#### TASK DESCRIPTION:
For every line of the material below, check for the string "green" and return the line if it is there.

********************

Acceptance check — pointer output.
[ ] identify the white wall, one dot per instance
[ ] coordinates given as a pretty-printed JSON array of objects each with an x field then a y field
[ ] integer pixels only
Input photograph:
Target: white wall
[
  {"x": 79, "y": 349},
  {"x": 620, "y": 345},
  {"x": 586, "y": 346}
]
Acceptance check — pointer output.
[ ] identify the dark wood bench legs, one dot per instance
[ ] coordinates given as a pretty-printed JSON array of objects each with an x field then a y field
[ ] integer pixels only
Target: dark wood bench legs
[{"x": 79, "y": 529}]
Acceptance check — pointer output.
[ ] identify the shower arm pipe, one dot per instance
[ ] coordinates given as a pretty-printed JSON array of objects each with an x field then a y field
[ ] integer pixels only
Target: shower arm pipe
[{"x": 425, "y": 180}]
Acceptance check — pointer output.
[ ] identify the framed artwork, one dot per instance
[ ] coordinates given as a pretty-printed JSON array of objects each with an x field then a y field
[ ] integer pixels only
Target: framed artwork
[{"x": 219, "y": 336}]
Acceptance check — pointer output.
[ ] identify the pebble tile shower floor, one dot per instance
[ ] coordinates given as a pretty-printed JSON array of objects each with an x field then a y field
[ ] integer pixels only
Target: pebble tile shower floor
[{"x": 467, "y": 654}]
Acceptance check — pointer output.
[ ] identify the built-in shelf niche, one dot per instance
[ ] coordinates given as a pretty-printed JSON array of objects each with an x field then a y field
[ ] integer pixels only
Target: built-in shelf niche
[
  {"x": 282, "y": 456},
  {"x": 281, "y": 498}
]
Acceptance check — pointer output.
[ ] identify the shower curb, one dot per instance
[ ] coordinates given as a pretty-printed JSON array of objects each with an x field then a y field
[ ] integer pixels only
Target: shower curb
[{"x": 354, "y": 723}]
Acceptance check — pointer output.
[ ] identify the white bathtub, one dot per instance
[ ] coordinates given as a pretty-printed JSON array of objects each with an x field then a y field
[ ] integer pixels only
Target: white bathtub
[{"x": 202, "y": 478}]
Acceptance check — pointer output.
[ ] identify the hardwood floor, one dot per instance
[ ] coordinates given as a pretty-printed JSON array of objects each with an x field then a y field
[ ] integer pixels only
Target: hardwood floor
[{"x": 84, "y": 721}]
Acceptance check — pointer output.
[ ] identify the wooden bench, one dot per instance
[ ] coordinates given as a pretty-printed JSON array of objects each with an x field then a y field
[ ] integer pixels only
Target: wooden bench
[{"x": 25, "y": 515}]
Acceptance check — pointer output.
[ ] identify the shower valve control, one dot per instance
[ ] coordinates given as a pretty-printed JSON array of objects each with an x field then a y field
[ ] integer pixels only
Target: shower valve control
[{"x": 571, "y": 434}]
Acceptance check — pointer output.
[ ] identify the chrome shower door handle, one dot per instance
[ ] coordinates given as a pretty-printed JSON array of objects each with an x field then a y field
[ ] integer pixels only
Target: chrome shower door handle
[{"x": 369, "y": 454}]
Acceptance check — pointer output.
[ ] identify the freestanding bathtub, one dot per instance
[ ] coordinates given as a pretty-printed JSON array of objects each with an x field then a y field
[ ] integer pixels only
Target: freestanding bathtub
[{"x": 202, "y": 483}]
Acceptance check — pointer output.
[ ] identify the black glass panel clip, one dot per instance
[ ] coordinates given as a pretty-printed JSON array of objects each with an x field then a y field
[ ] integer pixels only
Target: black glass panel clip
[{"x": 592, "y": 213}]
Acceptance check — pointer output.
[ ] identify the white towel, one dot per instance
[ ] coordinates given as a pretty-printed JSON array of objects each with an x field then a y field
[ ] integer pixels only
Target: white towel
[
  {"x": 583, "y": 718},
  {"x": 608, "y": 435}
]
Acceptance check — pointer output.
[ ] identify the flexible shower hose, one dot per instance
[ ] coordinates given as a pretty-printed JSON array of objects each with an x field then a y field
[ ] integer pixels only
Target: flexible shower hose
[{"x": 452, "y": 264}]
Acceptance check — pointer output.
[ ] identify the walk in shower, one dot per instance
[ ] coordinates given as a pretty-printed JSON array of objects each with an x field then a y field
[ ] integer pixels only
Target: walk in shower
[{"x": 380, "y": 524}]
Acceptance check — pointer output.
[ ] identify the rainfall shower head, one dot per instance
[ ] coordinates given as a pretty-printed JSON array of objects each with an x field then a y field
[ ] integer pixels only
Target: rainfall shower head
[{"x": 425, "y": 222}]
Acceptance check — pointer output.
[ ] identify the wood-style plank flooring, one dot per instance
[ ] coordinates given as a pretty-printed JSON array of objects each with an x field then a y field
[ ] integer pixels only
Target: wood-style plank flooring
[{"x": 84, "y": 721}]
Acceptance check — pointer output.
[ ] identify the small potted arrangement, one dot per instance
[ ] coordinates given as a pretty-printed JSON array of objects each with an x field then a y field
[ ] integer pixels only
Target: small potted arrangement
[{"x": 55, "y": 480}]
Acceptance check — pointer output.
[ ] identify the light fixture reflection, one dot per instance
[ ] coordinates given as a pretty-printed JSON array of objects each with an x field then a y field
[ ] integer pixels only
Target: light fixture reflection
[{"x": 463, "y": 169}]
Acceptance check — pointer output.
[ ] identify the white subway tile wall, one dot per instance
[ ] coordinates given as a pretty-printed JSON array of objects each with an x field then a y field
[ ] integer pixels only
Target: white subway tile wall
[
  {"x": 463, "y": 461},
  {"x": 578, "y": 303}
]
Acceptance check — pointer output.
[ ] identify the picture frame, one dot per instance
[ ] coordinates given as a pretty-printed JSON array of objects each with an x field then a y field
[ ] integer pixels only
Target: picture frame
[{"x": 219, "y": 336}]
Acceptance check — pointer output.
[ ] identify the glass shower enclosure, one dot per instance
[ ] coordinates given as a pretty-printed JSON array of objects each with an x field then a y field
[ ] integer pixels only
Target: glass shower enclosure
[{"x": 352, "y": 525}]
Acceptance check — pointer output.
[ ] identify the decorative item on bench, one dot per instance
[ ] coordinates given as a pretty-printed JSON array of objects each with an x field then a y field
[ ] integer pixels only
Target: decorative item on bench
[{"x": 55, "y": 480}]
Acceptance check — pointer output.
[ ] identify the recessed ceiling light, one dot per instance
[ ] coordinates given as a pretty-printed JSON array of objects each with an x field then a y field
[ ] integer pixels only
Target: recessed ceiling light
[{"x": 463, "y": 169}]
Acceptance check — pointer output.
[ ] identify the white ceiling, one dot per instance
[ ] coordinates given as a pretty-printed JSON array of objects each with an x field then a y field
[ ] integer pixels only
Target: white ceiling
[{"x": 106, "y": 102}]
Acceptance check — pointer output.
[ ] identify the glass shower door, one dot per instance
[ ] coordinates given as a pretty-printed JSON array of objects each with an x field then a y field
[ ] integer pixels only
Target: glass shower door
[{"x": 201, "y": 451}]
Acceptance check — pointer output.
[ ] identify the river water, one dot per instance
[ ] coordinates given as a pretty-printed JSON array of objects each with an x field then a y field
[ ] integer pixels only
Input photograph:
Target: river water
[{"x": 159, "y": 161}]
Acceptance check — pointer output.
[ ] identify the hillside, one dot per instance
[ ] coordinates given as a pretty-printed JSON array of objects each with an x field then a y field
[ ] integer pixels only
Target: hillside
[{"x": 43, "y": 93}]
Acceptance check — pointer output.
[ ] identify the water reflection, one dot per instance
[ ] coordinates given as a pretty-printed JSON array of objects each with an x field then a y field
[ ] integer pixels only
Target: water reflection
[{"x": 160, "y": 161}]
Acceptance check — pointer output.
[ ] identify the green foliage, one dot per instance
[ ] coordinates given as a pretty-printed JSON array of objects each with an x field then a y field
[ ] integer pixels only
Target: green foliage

********************

#### ANSWER AREA:
[ ] identify the green foliage, one dot per instance
Target: green foliage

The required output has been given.